> _Work item_
All lines from the one with "# give x and y for each instance of the man's" onward, through the last line of the records below, are to be retyped word for word.

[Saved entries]

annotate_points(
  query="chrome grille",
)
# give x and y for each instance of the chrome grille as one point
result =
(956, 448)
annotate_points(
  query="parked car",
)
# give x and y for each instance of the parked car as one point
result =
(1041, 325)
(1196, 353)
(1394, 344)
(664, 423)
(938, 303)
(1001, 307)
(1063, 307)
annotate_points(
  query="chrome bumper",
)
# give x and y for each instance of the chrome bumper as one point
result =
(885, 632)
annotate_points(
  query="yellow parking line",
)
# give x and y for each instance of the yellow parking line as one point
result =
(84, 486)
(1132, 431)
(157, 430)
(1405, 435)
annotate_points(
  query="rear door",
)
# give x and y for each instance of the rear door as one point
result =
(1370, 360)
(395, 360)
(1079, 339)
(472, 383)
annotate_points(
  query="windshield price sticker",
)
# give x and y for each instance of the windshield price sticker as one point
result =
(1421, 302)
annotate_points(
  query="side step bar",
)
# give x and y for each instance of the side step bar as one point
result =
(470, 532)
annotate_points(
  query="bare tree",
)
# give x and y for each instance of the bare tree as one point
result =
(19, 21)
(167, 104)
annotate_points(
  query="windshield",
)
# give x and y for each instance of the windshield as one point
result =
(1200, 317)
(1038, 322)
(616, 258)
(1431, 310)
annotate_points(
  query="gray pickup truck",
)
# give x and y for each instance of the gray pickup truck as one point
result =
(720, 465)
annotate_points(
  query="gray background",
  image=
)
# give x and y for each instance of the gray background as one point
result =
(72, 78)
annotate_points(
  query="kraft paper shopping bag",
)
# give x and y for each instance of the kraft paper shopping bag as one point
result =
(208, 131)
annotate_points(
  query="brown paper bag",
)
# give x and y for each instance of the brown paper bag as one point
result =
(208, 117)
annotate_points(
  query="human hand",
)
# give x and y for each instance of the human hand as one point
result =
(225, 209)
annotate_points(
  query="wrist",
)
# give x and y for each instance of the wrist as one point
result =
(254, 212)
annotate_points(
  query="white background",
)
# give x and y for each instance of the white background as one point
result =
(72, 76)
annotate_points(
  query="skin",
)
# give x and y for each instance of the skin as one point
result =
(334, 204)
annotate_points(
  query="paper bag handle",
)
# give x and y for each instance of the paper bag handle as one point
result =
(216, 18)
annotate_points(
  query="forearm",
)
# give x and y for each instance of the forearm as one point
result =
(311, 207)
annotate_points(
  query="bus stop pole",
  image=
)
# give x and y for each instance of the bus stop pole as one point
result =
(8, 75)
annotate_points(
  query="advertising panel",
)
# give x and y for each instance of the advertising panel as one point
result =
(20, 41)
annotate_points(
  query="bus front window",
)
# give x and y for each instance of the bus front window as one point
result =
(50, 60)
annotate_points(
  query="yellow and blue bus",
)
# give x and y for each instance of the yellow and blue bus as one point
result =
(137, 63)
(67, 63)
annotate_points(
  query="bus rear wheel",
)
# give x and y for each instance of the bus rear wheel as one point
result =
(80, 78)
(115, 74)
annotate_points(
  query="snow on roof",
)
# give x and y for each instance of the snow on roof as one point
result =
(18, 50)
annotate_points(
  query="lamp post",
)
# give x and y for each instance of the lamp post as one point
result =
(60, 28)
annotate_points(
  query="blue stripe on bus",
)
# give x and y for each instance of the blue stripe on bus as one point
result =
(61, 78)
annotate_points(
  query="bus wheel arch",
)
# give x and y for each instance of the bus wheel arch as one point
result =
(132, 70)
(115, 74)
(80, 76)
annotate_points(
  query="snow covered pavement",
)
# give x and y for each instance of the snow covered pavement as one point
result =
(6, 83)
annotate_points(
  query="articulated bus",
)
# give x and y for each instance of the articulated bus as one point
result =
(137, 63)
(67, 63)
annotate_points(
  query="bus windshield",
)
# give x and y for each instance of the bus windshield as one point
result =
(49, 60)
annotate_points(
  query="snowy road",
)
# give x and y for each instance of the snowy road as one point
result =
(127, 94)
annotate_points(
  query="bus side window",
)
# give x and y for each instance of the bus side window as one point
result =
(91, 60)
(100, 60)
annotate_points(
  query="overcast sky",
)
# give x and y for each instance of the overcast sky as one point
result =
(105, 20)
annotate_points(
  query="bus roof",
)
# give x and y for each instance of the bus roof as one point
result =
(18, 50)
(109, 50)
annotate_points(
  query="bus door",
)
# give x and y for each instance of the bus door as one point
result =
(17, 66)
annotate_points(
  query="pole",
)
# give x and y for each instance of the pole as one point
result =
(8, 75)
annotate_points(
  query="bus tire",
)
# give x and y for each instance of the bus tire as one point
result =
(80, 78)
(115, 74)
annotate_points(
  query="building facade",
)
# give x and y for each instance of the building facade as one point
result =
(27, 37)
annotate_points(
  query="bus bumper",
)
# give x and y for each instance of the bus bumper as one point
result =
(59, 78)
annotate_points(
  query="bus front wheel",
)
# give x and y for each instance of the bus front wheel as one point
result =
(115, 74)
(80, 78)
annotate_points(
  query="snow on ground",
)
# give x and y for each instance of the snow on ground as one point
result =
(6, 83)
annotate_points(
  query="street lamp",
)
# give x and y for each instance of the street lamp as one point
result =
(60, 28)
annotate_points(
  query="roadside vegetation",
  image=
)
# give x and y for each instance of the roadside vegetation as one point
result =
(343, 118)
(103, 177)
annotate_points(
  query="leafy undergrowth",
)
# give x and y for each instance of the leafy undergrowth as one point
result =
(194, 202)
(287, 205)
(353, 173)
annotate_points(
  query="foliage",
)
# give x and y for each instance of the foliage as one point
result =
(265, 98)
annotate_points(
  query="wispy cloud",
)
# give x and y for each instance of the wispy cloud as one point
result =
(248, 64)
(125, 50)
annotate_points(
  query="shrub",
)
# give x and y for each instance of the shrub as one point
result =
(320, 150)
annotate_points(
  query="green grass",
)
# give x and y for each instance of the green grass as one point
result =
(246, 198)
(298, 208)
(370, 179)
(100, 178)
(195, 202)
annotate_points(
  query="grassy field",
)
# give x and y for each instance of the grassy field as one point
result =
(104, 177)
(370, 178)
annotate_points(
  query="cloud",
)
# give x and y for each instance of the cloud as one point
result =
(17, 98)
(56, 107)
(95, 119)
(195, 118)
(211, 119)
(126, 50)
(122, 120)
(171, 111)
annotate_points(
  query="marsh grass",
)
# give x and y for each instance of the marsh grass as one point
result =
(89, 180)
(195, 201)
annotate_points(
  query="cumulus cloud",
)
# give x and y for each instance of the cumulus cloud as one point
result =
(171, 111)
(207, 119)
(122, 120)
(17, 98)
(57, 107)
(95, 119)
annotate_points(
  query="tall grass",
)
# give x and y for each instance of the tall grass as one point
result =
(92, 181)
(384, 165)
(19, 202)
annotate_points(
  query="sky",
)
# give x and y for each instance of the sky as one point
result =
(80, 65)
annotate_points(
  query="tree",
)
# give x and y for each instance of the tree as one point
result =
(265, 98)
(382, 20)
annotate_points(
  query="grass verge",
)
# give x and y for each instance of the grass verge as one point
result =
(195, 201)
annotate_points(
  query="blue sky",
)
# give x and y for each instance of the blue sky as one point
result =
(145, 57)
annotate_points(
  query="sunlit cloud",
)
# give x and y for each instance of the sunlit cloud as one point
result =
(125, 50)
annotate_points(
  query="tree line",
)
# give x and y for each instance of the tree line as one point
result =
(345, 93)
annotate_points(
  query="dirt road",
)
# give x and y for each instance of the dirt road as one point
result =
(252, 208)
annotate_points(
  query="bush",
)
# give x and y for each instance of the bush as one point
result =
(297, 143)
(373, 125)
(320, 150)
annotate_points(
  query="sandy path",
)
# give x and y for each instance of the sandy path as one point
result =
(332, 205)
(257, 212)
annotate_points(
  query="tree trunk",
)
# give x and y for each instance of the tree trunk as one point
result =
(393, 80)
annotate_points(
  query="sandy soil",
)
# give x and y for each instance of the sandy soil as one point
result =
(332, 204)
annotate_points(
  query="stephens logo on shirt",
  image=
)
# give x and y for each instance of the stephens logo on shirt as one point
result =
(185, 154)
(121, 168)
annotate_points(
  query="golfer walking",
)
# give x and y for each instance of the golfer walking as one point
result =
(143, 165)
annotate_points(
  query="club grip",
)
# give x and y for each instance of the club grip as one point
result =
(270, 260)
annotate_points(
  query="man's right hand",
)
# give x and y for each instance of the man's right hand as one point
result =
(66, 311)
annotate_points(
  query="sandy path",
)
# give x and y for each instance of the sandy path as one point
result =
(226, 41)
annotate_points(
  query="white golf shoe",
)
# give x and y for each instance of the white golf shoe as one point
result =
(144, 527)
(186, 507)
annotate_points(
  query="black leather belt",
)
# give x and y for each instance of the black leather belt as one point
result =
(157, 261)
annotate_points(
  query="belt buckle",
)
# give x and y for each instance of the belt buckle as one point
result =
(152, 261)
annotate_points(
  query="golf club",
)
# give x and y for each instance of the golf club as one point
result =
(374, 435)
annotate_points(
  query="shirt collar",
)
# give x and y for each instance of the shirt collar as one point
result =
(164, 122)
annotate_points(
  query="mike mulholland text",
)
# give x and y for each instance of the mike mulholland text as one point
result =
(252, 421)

> _Task response_
# give x and y for each instance of the man's right hand as one point
result =
(66, 311)
annotate_points(
  query="sandy path",
)
# give x and y for each instance of the sandy path as one point
result =
(226, 41)
annotate_points(
  query="white golf shoe",
)
# give x and y for each instance of the white golf shoe as one point
result =
(144, 527)
(186, 507)
annotate_points(
  query="black leather belt",
)
# give x and y for each instance of the black leather belt as one point
result =
(157, 261)
annotate_points(
  query="belt buckle",
)
# give x and y for each instance of the belt buckle as one point
result =
(152, 261)
annotate_points(
  query="golf club",
)
# give x and y for each instance of the golf club as one point
result =
(374, 435)
annotate_points(
  query="shirt collar",
)
# give x and y for each instance of the shirt collar as one point
result =
(164, 122)
annotate_points(
  query="mike mulholland text",
)
# give x and y for each instance of the mike mulholland text as one point
result =
(252, 421)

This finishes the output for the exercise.